======== Excerpt to read ========
# Hi.



## Guev (Aug 31, 2006)

Hey guys, im a new guy here lookin to learn alot about martial arts and meet some new friends along the way. Im a born again christian, i love to listen/play music and i love forum boards! Hope i have a good stay here.

Thanks, Ben.


----------



## Lisa (Aug 31, 2006)

Welcome Guev/Ben!  Glad you could join us.  Hope you enjoy the forum! :wavey:


----------



## tshadowchaser (Aug 31, 2006)

Welcome Ben

may you enjoy reading and taking part in disscussions


----------



## Ping898 (Aug 31, 2006)

Ben, Welcome to MT  :wavey:


----------



## Kacey (Aug 31, 2006)

Welcome, and happy posting!  :wavey:


----------



## stone_dragone (Aug 31, 2006)

Greetings and welcome to MT!


----------



## Paul B (Aug 31, 2006)

Welcome to MT,Guev! Hope you enjoy the site.


----------



## Brian R. VanCise (Aug 31, 2006)

Welcome!

Brian R. VanCise
www.instinctiveresponsetraining.com


----------



## SFC JeffJ (Aug 31, 2006)

Welcome and enjoy!

Jeff


----------



## Drac (Aug 31, 2006)

Greetings and welcome to MT Ben....
========
Instructions to follow: Write out everything in the welcome thread from "## Guev (Aug" down to "good stay here.". The listing after this point is separate material with no connection to the welcome thread.
======== Data provided ========
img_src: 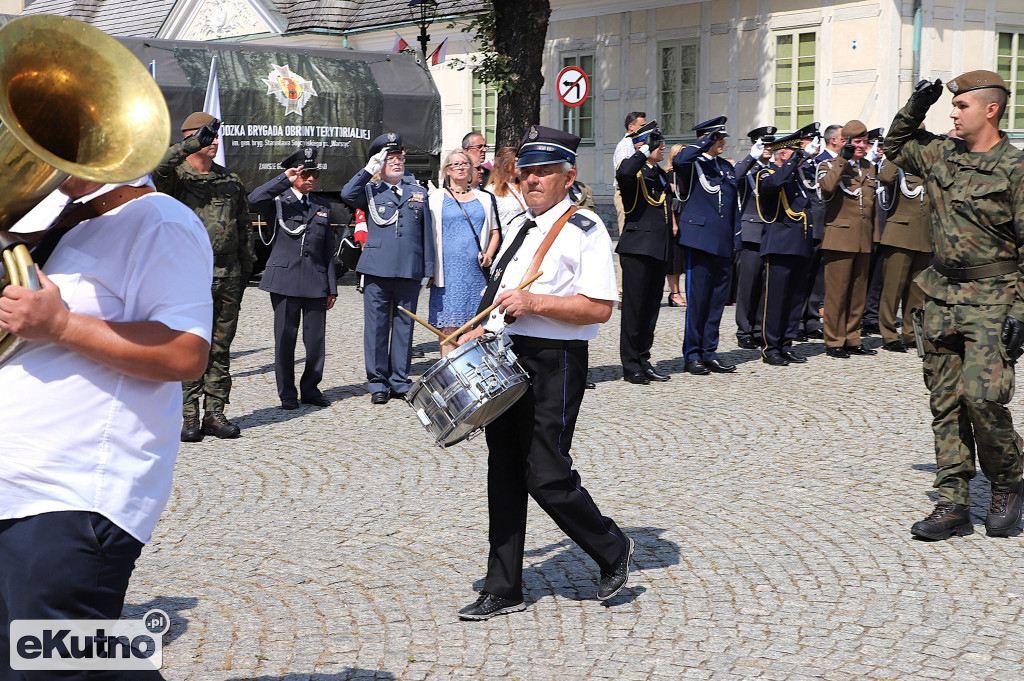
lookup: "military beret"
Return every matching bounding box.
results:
========
Reply:
## Guev (Aug 31, 2006)

Hey guys, im a new guy here lookin to learn alot about martial arts and meet some new friends along the way. Im a born again christian, i love to listen/play music and i love forum boards! Hope i have a good stay here.